[What needs to be done] Count the lines below that contain the string "white", matching case exactly, and give only the number.

[Listed entries]
[Begin]

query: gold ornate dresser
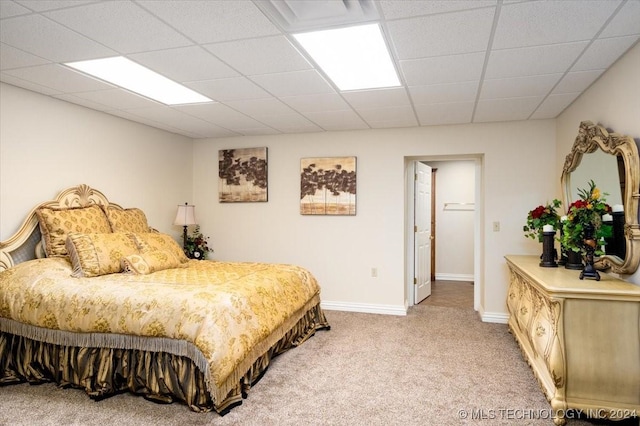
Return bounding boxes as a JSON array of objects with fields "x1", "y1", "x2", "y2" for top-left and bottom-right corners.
[{"x1": 506, "y1": 255, "x2": 640, "y2": 425}]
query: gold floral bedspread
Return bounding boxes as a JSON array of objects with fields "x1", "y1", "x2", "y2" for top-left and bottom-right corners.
[{"x1": 0, "y1": 258, "x2": 320, "y2": 402}]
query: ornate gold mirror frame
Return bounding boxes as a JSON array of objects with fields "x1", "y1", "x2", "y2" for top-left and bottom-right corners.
[{"x1": 561, "y1": 121, "x2": 640, "y2": 274}]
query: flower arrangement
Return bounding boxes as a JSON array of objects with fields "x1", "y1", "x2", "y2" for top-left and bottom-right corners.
[
  {"x1": 561, "y1": 180, "x2": 613, "y2": 255},
  {"x1": 185, "y1": 225, "x2": 213, "y2": 260},
  {"x1": 522, "y1": 200, "x2": 562, "y2": 242}
]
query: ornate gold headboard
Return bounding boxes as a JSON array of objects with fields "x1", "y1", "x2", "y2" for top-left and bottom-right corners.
[{"x1": 0, "y1": 184, "x2": 122, "y2": 271}]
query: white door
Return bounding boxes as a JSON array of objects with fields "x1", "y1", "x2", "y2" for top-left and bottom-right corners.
[{"x1": 413, "y1": 161, "x2": 431, "y2": 304}]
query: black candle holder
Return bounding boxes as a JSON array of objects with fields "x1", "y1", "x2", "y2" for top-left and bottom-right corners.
[
  {"x1": 611, "y1": 211, "x2": 627, "y2": 259},
  {"x1": 540, "y1": 231, "x2": 558, "y2": 268},
  {"x1": 580, "y1": 224, "x2": 600, "y2": 281}
]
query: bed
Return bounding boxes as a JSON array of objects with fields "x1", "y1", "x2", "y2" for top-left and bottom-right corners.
[{"x1": 0, "y1": 185, "x2": 330, "y2": 415}]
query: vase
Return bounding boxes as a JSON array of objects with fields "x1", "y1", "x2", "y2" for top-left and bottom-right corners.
[
  {"x1": 580, "y1": 223, "x2": 600, "y2": 281},
  {"x1": 564, "y1": 250, "x2": 584, "y2": 270},
  {"x1": 540, "y1": 231, "x2": 558, "y2": 268}
]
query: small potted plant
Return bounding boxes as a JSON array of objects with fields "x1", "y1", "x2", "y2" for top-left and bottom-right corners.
[
  {"x1": 562, "y1": 181, "x2": 613, "y2": 256},
  {"x1": 522, "y1": 199, "x2": 562, "y2": 243},
  {"x1": 184, "y1": 225, "x2": 213, "y2": 260}
]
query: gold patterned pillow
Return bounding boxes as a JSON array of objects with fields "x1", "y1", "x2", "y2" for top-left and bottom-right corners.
[
  {"x1": 121, "y1": 250, "x2": 187, "y2": 275},
  {"x1": 66, "y1": 232, "x2": 138, "y2": 277},
  {"x1": 36, "y1": 204, "x2": 111, "y2": 257},
  {"x1": 134, "y1": 232, "x2": 189, "y2": 263},
  {"x1": 104, "y1": 206, "x2": 149, "y2": 232}
]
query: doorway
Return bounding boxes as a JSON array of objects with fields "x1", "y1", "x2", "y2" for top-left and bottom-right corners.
[{"x1": 405, "y1": 155, "x2": 483, "y2": 310}]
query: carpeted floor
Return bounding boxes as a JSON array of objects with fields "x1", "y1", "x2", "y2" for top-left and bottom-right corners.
[{"x1": 0, "y1": 305, "x2": 638, "y2": 426}]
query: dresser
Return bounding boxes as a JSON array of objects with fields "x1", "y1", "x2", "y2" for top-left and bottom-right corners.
[{"x1": 506, "y1": 255, "x2": 640, "y2": 425}]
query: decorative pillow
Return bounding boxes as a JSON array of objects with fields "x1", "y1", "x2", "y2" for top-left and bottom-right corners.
[
  {"x1": 133, "y1": 232, "x2": 189, "y2": 263},
  {"x1": 103, "y1": 206, "x2": 149, "y2": 232},
  {"x1": 66, "y1": 232, "x2": 138, "y2": 277},
  {"x1": 121, "y1": 250, "x2": 187, "y2": 275},
  {"x1": 36, "y1": 204, "x2": 111, "y2": 257}
]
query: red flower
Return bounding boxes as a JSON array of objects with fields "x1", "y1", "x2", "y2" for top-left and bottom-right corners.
[{"x1": 531, "y1": 206, "x2": 548, "y2": 219}]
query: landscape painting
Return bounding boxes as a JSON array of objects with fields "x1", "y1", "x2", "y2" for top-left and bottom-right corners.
[
  {"x1": 300, "y1": 157, "x2": 356, "y2": 216},
  {"x1": 218, "y1": 147, "x2": 267, "y2": 203}
]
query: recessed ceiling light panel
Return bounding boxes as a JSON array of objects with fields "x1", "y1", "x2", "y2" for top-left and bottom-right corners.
[
  {"x1": 294, "y1": 24, "x2": 400, "y2": 90},
  {"x1": 65, "y1": 56, "x2": 213, "y2": 105}
]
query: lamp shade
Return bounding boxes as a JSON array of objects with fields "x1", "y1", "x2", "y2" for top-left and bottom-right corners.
[{"x1": 173, "y1": 203, "x2": 197, "y2": 226}]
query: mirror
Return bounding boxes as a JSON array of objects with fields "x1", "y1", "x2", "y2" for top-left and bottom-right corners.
[{"x1": 561, "y1": 121, "x2": 640, "y2": 274}]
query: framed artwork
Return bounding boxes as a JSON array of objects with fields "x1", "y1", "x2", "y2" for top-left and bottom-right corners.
[
  {"x1": 300, "y1": 157, "x2": 356, "y2": 216},
  {"x1": 218, "y1": 147, "x2": 267, "y2": 203}
]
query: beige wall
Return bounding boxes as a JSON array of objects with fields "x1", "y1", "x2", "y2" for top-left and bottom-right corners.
[
  {"x1": 194, "y1": 120, "x2": 557, "y2": 317},
  {"x1": 0, "y1": 41, "x2": 640, "y2": 320},
  {"x1": 556, "y1": 44, "x2": 640, "y2": 284},
  {"x1": 0, "y1": 83, "x2": 193, "y2": 240}
]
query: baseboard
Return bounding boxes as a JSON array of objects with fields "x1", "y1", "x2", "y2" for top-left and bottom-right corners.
[
  {"x1": 320, "y1": 301, "x2": 407, "y2": 316},
  {"x1": 480, "y1": 312, "x2": 509, "y2": 324},
  {"x1": 436, "y1": 272, "x2": 474, "y2": 282}
]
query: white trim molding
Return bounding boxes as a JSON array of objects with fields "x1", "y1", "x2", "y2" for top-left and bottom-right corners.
[{"x1": 320, "y1": 301, "x2": 407, "y2": 316}]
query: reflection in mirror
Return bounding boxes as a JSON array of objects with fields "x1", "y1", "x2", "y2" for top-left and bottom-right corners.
[
  {"x1": 570, "y1": 150, "x2": 623, "y2": 206},
  {"x1": 562, "y1": 121, "x2": 640, "y2": 274}
]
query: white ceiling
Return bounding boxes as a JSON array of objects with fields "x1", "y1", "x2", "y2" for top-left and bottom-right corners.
[{"x1": 0, "y1": 0, "x2": 640, "y2": 138}]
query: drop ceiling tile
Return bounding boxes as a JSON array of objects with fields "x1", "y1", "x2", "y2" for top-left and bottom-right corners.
[
  {"x1": 233, "y1": 126, "x2": 282, "y2": 136},
  {"x1": 128, "y1": 46, "x2": 239, "y2": 82},
  {"x1": 485, "y1": 42, "x2": 588, "y2": 79},
  {"x1": 342, "y1": 87, "x2": 411, "y2": 110},
  {"x1": 0, "y1": 43, "x2": 49, "y2": 70},
  {"x1": 45, "y1": 1, "x2": 192, "y2": 53},
  {"x1": 64, "y1": 88, "x2": 163, "y2": 109},
  {"x1": 357, "y1": 105, "x2": 418, "y2": 127},
  {"x1": 0, "y1": 1, "x2": 31, "y2": 19},
  {"x1": 415, "y1": 102, "x2": 474, "y2": 126},
  {"x1": 493, "y1": 0, "x2": 620, "y2": 49},
  {"x1": 387, "y1": 8, "x2": 495, "y2": 59},
  {"x1": 378, "y1": 0, "x2": 497, "y2": 19},
  {"x1": 225, "y1": 98, "x2": 293, "y2": 117},
  {"x1": 473, "y1": 96, "x2": 544, "y2": 123},
  {"x1": 0, "y1": 15, "x2": 117, "y2": 62},
  {"x1": 138, "y1": 0, "x2": 280, "y2": 43},
  {"x1": 400, "y1": 53, "x2": 485, "y2": 86},
  {"x1": 119, "y1": 105, "x2": 221, "y2": 131},
  {"x1": 280, "y1": 93, "x2": 349, "y2": 113},
  {"x1": 600, "y1": 0, "x2": 640, "y2": 37},
  {"x1": 571, "y1": 36, "x2": 640, "y2": 71},
  {"x1": 409, "y1": 81, "x2": 479, "y2": 105},
  {"x1": 251, "y1": 70, "x2": 335, "y2": 97},
  {"x1": 531, "y1": 93, "x2": 580, "y2": 120},
  {"x1": 205, "y1": 36, "x2": 311, "y2": 75},
  {"x1": 0, "y1": 72, "x2": 60, "y2": 96},
  {"x1": 305, "y1": 110, "x2": 369, "y2": 130},
  {"x1": 185, "y1": 77, "x2": 271, "y2": 102},
  {"x1": 106, "y1": 110, "x2": 190, "y2": 134},
  {"x1": 53, "y1": 94, "x2": 113, "y2": 112},
  {"x1": 14, "y1": 0, "x2": 96, "y2": 12},
  {"x1": 5, "y1": 64, "x2": 113, "y2": 93},
  {"x1": 250, "y1": 112, "x2": 322, "y2": 133},
  {"x1": 480, "y1": 74, "x2": 563, "y2": 99},
  {"x1": 174, "y1": 103, "x2": 266, "y2": 133},
  {"x1": 552, "y1": 70, "x2": 604, "y2": 94}
]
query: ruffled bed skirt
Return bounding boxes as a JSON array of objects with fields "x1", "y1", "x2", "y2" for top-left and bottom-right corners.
[{"x1": 0, "y1": 305, "x2": 330, "y2": 415}]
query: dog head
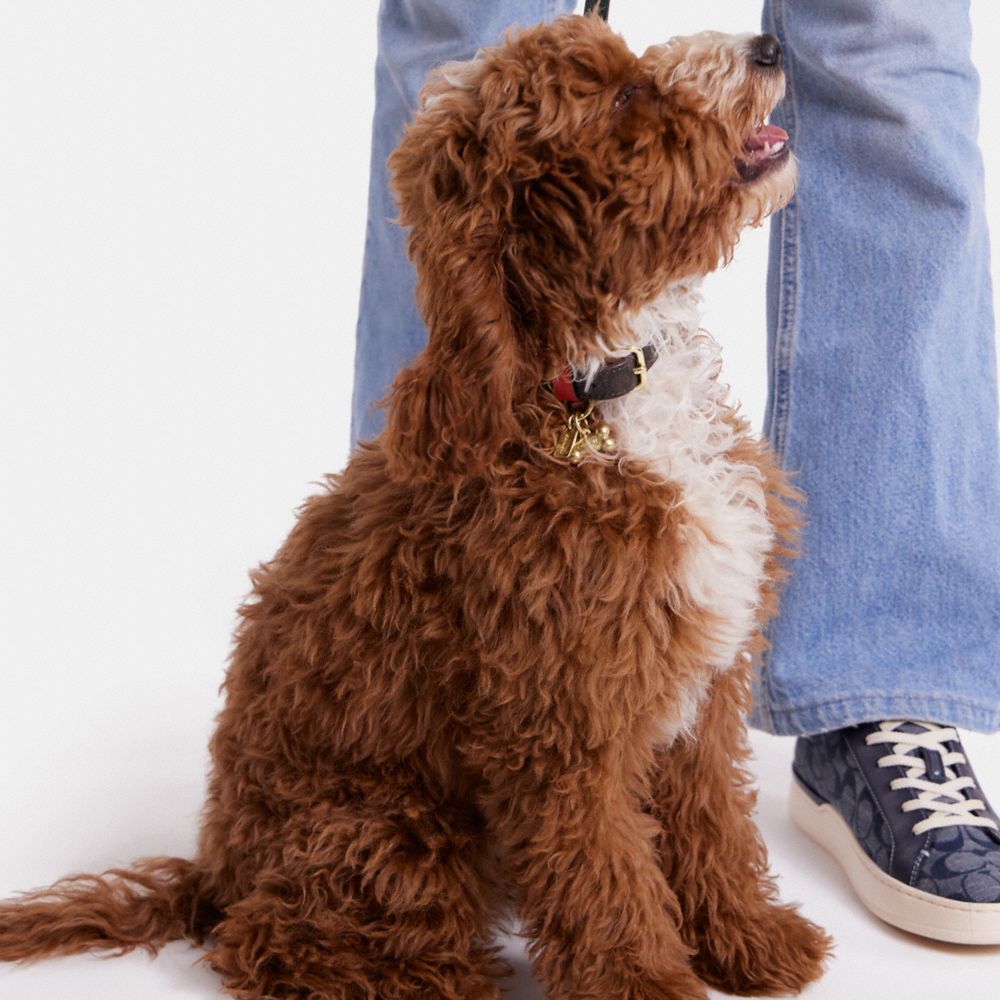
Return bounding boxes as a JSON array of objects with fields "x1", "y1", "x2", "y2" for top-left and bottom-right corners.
[{"x1": 385, "y1": 17, "x2": 795, "y2": 479}]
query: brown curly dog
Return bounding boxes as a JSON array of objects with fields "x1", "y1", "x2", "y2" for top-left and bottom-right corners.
[{"x1": 0, "y1": 17, "x2": 829, "y2": 1000}]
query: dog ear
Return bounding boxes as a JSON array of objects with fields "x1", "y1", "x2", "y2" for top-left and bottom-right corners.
[{"x1": 383, "y1": 61, "x2": 531, "y2": 481}]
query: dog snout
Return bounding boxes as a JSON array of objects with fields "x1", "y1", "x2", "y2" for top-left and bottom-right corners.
[{"x1": 750, "y1": 34, "x2": 784, "y2": 69}]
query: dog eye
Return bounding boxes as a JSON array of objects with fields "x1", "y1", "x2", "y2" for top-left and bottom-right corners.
[{"x1": 615, "y1": 83, "x2": 639, "y2": 111}]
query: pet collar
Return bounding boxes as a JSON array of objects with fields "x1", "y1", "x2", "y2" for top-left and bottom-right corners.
[{"x1": 549, "y1": 344, "x2": 656, "y2": 403}]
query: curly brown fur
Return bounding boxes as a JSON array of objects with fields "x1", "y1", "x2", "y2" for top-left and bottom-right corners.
[{"x1": 0, "y1": 18, "x2": 827, "y2": 1000}]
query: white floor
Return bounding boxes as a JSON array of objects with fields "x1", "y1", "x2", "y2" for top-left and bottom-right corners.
[
  {"x1": 0, "y1": 735, "x2": 1000, "y2": 1000},
  {"x1": 0, "y1": 0, "x2": 1000, "y2": 1000}
]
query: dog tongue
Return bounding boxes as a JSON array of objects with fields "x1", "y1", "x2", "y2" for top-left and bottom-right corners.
[{"x1": 744, "y1": 125, "x2": 788, "y2": 153}]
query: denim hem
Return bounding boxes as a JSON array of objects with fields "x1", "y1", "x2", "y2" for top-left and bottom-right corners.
[{"x1": 748, "y1": 692, "x2": 1000, "y2": 736}]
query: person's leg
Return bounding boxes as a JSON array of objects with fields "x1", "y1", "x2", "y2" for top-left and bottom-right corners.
[
  {"x1": 755, "y1": 0, "x2": 1000, "y2": 734},
  {"x1": 351, "y1": 0, "x2": 575, "y2": 446},
  {"x1": 755, "y1": 0, "x2": 1000, "y2": 944}
]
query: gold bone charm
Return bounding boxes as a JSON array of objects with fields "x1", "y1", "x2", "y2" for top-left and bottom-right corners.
[{"x1": 555, "y1": 403, "x2": 617, "y2": 465}]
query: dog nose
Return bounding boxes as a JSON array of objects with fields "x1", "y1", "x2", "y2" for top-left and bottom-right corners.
[{"x1": 750, "y1": 34, "x2": 782, "y2": 66}]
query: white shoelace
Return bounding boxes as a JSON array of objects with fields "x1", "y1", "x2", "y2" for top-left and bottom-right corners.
[{"x1": 865, "y1": 720, "x2": 997, "y2": 836}]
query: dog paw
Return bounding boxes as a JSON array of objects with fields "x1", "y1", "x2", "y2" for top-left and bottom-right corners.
[{"x1": 691, "y1": 905, "x2": 833, "y2": 996}]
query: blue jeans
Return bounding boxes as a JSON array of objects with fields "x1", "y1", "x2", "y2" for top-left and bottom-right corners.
[{"x1": 352, "y1": 0, "x2": 1000, "y2": 733}]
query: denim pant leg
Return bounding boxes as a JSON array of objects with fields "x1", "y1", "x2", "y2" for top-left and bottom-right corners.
[
  {"x1": 754, "y1": 0, "x2": 1000, "y2": 733},
  {"x1": 351, "y1": 0, "x2": 574, "y2": 446}
]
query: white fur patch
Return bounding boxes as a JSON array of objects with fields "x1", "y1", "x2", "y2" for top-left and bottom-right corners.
[{"x1": 588, "y1": 284, "x2": 773, "y2": 738}]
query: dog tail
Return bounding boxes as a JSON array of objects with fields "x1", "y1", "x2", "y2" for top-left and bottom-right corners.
[{"x1": 0, "y1": 858, "x2": 221, "y2": 962}]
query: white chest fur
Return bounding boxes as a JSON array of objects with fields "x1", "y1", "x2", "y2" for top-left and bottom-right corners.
[{"x1": 584, "y1": 285, "x2": 773, "y2": 736}]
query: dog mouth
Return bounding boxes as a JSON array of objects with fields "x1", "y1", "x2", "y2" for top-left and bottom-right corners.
[{"x1": 735, "y1": 125, "x2": 790, "y2": 184}]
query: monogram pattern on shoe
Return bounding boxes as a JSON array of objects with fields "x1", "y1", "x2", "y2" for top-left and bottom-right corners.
[{"x1": 793, "y1": 721, "x2": 1000, "y2": 904}]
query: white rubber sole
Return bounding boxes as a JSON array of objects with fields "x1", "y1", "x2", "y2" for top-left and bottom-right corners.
[{"x1": 788, "y1": 778, "x2": 1000, "y2": 945}]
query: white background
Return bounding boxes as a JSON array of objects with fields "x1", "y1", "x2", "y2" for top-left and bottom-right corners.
[{"x1": 0, "y1": 0, "x2": 1000, "y2": 1000}]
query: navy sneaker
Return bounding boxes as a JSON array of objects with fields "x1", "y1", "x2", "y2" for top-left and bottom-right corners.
[{"x1": 789, "y1": 722, "x2": 1000, "y2": 944}]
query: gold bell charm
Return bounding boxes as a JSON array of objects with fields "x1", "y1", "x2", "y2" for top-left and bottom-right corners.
[{"x1": 555, "y1": 403, "x2": 617, "y2": 465}]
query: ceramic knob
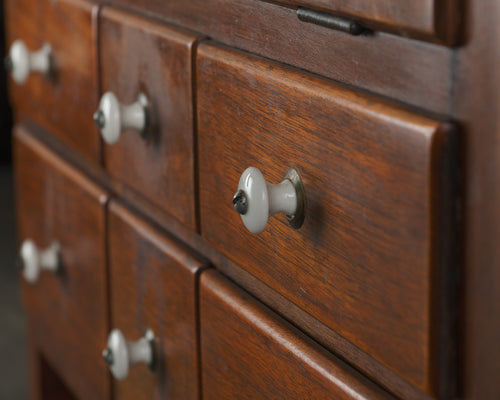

[End]

[Problem solution] 9